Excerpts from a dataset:
********************

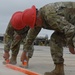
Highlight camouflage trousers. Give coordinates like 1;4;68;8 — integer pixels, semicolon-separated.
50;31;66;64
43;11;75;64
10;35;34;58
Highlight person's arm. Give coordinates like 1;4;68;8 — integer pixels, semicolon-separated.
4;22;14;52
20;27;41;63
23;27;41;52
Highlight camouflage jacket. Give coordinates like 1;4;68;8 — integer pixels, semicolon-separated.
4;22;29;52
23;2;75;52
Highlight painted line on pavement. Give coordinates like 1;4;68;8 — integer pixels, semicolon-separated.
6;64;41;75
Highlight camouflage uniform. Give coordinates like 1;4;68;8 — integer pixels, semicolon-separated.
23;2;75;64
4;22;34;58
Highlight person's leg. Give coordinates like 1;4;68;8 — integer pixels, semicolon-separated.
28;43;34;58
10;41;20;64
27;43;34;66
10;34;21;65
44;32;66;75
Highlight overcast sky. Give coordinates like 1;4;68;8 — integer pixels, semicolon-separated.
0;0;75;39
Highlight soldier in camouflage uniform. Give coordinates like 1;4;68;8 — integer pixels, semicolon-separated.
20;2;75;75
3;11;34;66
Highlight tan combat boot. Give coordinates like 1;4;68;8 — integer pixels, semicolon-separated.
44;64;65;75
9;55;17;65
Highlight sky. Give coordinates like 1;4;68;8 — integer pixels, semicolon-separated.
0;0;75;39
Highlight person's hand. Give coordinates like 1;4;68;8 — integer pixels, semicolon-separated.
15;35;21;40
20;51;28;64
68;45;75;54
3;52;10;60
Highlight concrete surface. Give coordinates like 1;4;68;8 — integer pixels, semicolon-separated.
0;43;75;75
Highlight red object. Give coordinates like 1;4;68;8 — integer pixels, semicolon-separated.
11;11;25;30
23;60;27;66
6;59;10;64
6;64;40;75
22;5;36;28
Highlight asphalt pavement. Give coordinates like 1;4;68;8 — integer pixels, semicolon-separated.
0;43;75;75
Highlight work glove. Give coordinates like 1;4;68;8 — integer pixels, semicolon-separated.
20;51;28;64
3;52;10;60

********************

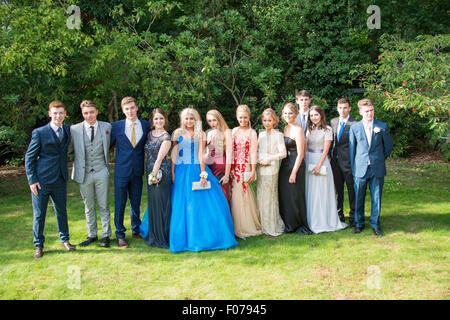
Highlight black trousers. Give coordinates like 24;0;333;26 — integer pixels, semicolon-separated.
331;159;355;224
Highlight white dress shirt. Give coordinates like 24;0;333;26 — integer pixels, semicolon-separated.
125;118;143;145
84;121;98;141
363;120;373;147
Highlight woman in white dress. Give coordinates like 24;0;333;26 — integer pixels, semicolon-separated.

********************

Among the entries above, copy exactly only the lines starting with the one containing "Highlight white dress" and going through the one containing "Highlight woman in", both ends included.

▸ ANSWER TO THIS EXERCISE
Highlight white dress shirt. Give coordinates like 24;0;333;26 — integer pixels, semicolon-separated.
125;118;143;145
84;121;98;141
363;120;373;147
Highlight woman in white dress. Give coordinates like 24;0;333;26 — integer pixels, semicolon-separated.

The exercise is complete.